### Provided data
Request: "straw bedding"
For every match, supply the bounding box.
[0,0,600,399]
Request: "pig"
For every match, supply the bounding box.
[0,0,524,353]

### The exercise
Print every one of the records above again, line for line and without any change.

### Finished task
Request: "straw bedding"
For every match, supply the bounding box.
[0,0,600,399]
Request: "pig"
For every match, supply the bounding box.
[0,0,524,353]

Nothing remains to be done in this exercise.